>> BEGIN Listing

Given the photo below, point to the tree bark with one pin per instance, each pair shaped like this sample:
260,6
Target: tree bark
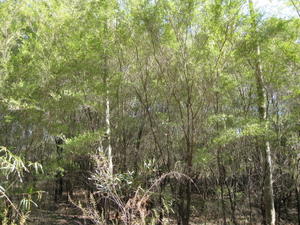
262,109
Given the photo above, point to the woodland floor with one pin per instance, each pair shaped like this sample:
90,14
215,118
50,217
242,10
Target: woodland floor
64,213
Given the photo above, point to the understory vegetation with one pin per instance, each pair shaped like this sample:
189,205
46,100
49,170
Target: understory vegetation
149,112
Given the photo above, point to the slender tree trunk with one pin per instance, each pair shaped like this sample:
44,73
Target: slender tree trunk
262,108
298,203
108,133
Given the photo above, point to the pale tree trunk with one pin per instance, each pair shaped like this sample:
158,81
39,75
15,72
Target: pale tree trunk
262,108
108,133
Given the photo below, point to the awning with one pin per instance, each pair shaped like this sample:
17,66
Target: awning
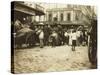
19,6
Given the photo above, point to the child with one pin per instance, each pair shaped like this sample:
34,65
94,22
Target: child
74,37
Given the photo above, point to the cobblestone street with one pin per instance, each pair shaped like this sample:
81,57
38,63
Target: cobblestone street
60,58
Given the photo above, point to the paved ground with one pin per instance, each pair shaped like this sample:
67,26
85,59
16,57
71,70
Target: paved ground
60,58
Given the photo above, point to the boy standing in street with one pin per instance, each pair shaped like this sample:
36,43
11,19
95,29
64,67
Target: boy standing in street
74,38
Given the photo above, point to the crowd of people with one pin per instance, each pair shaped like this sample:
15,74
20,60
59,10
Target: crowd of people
55,35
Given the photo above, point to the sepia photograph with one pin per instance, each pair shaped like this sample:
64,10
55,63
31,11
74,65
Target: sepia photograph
53,37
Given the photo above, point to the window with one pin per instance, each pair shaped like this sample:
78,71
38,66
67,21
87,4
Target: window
77,16
61,16
50,17
69,17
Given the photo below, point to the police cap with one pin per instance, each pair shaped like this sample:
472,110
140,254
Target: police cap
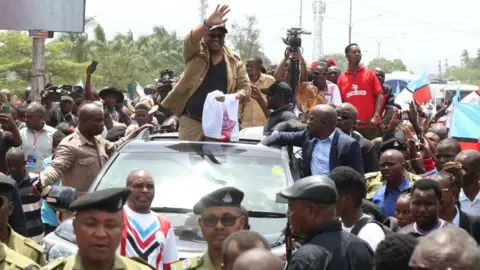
394,143
317,188
227,196
109,200
6,186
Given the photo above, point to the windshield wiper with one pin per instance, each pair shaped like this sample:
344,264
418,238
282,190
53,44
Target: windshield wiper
171,210
266,214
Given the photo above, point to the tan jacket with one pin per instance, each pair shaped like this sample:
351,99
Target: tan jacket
196,57
78,161
251,113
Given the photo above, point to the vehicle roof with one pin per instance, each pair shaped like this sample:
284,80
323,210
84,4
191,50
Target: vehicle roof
175,146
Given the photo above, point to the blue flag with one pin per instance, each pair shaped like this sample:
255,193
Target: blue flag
397,90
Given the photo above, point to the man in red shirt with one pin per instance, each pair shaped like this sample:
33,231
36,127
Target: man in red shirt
360,87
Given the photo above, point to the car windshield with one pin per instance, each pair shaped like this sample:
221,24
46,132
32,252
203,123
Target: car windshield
182,178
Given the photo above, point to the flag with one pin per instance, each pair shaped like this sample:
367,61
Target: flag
397,90
466,115
79,83
140,90
457,93
420,89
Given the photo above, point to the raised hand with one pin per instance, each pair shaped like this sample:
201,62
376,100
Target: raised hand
218,16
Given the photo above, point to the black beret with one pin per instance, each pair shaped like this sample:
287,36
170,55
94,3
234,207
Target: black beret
394,143
317,188
227,196
7,185
109,200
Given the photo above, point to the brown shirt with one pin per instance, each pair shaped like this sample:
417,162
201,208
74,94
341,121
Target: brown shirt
78,161
251,113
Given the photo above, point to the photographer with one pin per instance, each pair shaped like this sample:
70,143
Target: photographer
207,57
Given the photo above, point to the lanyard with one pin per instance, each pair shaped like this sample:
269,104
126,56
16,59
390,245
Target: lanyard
35,137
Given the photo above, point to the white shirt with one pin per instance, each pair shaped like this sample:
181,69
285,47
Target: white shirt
320,164
470,207
148,236
37,144
370,233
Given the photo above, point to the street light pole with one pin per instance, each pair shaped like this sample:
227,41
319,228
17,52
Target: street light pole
350,25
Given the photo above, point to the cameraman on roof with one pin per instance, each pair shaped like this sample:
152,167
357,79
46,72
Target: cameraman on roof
209,66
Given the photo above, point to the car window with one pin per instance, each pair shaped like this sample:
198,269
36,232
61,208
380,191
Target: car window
182,178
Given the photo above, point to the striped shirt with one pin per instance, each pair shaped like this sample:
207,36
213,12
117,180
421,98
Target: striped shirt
32,206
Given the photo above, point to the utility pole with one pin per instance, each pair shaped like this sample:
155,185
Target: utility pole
440,68
350,25
38,68
301,12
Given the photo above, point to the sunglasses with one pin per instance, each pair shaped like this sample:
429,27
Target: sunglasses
214,36
227,220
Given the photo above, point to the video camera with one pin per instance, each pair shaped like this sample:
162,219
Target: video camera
293,40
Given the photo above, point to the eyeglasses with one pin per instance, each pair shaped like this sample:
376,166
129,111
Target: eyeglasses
219,36
227,220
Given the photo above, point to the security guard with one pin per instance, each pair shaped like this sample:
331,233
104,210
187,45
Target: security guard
220,215
98,227
12,260
15,241
312,215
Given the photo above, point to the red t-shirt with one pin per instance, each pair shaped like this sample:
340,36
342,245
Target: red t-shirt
360,89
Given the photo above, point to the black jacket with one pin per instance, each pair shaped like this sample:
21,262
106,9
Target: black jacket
369,154
330,245
345,150
471,224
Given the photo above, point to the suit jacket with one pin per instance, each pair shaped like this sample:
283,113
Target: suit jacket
369,154
345,151
471,224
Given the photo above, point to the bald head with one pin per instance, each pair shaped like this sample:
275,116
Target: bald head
139,173
325,112
86,111
450,247
394,153
258,259
350,109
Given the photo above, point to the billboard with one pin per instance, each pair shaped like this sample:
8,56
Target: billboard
49,15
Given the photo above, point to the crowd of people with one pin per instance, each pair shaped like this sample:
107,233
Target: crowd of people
378,188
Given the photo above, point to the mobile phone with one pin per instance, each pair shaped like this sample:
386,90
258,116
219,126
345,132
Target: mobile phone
93,66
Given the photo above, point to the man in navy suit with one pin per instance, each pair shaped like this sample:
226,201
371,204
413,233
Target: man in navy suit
323,146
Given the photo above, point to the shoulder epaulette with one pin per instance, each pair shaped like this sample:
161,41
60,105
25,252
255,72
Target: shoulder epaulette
53,265
190,263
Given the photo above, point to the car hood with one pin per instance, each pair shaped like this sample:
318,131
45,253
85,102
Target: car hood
189,237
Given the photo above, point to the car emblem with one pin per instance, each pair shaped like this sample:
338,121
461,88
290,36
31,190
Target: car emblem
227,198
187,264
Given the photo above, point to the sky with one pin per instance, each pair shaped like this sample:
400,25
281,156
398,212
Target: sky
420,32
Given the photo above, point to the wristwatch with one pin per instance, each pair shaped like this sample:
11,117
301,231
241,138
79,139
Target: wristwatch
206,25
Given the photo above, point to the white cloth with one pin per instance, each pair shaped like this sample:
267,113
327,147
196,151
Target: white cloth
220,119
370,233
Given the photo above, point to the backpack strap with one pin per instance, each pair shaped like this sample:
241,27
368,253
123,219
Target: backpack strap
360,224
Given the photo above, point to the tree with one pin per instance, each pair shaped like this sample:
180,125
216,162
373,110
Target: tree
339,59
246,39
388,66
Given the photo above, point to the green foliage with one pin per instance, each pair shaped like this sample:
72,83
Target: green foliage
339,59
122,60
246,38
388,66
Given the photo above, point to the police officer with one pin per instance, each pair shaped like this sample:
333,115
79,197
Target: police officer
15,241
312,215
220,215
98,227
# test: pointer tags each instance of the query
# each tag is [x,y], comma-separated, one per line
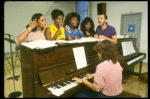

>> END Listing

### Your instructions
Pick out every line of the rows above that contains the word "shoulder", matching case exactly, and copy each one in full.

### Output of the exercise
Given the photo above, point to the shoulder epaulette with one pin per instance, each pair shaped like this sample:
Target: shoulder epaulette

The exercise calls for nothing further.